## Do this
Reproduce the records below verbatim, line for line, leaving out the pictures.

+ + +

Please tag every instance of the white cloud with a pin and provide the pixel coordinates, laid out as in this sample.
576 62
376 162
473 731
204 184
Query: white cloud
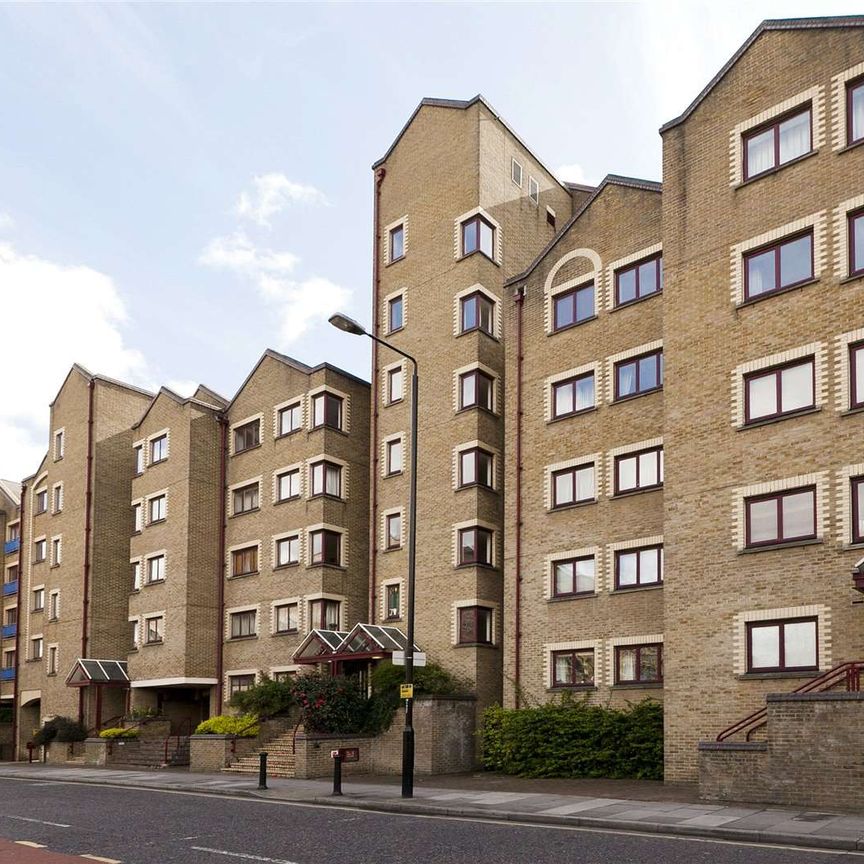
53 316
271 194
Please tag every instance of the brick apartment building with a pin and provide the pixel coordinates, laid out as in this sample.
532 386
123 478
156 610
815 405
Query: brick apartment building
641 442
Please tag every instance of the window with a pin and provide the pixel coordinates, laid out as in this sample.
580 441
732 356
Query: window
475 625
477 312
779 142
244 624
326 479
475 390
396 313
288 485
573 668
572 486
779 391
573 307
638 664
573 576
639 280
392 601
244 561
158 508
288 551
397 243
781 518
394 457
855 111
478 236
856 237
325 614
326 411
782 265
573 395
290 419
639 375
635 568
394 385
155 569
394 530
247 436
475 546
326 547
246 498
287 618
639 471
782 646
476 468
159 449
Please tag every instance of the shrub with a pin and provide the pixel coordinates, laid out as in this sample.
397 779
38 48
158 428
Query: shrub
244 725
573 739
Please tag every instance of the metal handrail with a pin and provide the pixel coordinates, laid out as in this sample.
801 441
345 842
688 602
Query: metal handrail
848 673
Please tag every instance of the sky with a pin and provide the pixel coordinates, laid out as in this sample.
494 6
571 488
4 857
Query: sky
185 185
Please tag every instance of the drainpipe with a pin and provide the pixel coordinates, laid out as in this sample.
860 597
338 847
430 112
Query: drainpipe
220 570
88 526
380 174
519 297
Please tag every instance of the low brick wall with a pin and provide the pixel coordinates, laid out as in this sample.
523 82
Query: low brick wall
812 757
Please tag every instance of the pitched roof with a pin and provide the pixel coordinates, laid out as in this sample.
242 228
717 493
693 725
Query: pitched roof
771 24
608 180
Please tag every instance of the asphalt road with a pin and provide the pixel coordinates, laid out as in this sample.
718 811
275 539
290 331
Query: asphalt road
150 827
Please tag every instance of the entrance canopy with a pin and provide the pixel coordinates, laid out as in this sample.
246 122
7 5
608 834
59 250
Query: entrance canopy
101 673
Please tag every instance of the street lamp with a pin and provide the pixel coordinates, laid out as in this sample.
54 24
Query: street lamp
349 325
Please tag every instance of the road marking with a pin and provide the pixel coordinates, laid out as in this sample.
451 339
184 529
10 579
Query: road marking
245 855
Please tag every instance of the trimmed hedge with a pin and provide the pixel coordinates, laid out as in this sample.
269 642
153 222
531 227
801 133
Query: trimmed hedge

+ + +

## Complete response
Please tag every instance of the white cloud with a pin and provide the pixel coordinates, laid out as in this sample.
576 62
376 162
473 731
204 184
Query: white cloud
53 316
271 194
Please tag every instance of the brick apartment building with a pin and provide the pixel coordinates, laid out as in this sample.
532 386
123 478
156 610
815 405
Query: brick apartment building
641 442
Please tag every instance of the window with a pin and provide the pixel coordinates, laid out as in this sample.
580 441
732 356
Query: window
475 625
477 312
779 142
244 624
326 479
475 390
396 313
288 485
573 668
572 486
779 391
573 307
638 664
573 576
639 280
392 601
244 561
158 508
288 551
397 243
781 518
394 457
855 111
478 236
856 237
325 614
326 411
782 265
573 395
290 419
639 375
635 568
394 385
155 569
394 530
247 436
475 546
326 547
246 498
287 618
639 471
782 646
476 468
159 449
Please tag every instance of the shrub with a pin and provide the pixel coordinates, laid out as in this sample.
397 779
38 48
158 428
Query: shrub
244 725
573 739
Please tag every instance of the metal handrail with a pin and provide the pixel coordinates, laid out as in this sample.
801 441
345 842
688 602
Query: metal handrail
848 673
Please tag every instance of the sky with a pin and provide the pixel coordinates, laid out as in this sample.
494 6
571 488
4 857
Query: sky
185 185
Please tag every instance of the drainpipe with a pin and provide the pixel coordinates, laid out as in this sample.
860 597
338 847
430 112
Query: drainpipe
220 570
88 526
380 174
519 297
Please tag every instance of the low brick wall with a pin and provide the pixel coordinates, laid out as in this sample.
523 82
Query: low brick wall
812 757
Please tag every instance of the pitched roof with a pin and provide the pixel coordinates, laid out as in this sample.
242 228
717 493
693 725
Query: pitched roof
771 24
608 180
Please tag every instance of the asphalt road with a pin and provide the pixel coordinates, laid out as in this sample.
718 811
275 539
290 331
Query: asphalt road
150 827
Please tag every instance of the entrance canopy with a pin and provide the pixel coordinates, laid out as in this sample.
246 122
7 5
608 834
59 250
Query: entrance canopy
101 673
Please tag every instance of the street lamp with a pin and provide the pixel coordinates, laid out as in this sample.
54 24
Query: street lamp
349 325
Please tag every instance of the road marking with a pin and provide the pixel coordinates, laid out as in this sample.
451 339
184 529
10 579
Query: road marking
245 855
Please tag every instance of the trimmed hedge with a pin and provide the pixel coordinates, laid out as in this sample.
269 642
153 222
531 227
801 133
Query: trimmed hedge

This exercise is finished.